* Objetivo do exercício
No trecho sobre formas de gozo, qual exemplo é dado de gozo transtornado e compulsivo?

Há formas de gozo em que o sujeito possa usufruir do que o mundo oferece, sabendo que há um limite para isso, e pode passar pela transa com outros. E há formas de gozo transtornado, compulsivo, em que aquilo que se consome não faz nenhum efeito de satisfação. É o comer solitário, escondido, o comer transtornado. O sujeito busca mais e mais, sem saber o que o faria parar. Por não estar articulado com o que funciona num campo coletivo e compartilhado, num campo simbólico e significante, apenas age numa tentativa de encontrar alguma coisa que dê um alívio para si, ou que dê algum preenchimento para um vazio excessivo.
Nos isolamos em parte para tentar calar essa voz que ordena como devemos ter prazer, satisfação e êxtase, e em parte para nos escondermos dos olhares dos nossos pares, dos nossos semelhantes, que acreditamos nos julgar por fazer algo fora dos deveres. Só lembrando, eles também estão sob o mesmo controle vindo da voz da indústria.

* Dados apresentados
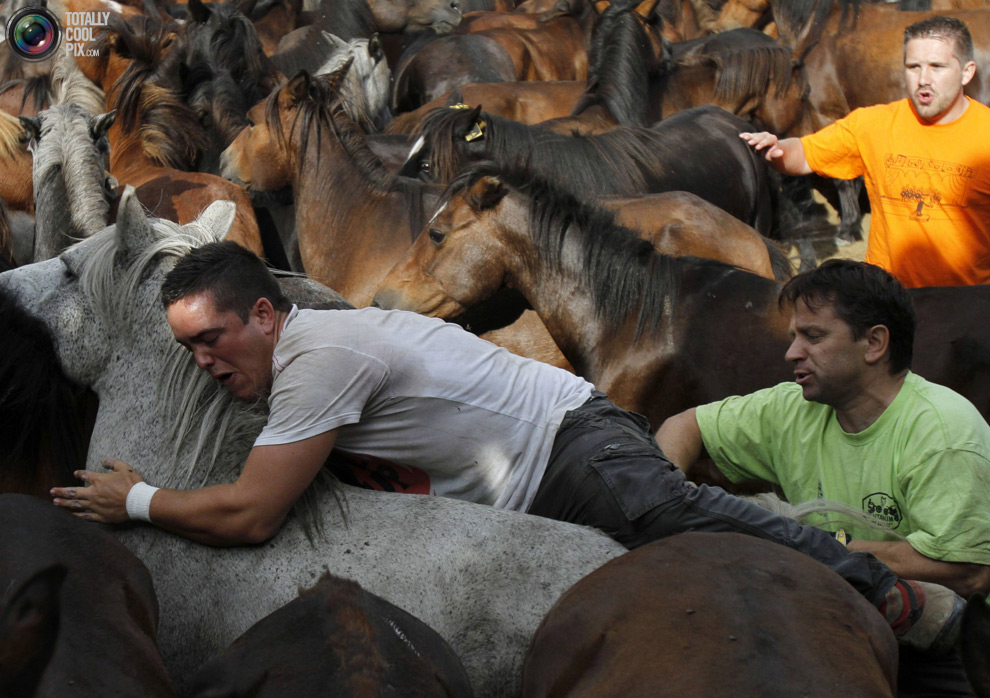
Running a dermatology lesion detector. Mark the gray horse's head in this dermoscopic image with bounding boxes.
[316,32,392,132]
[0,187,250,482]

* Solução
O comer solitário, escondido, o comer transtornado.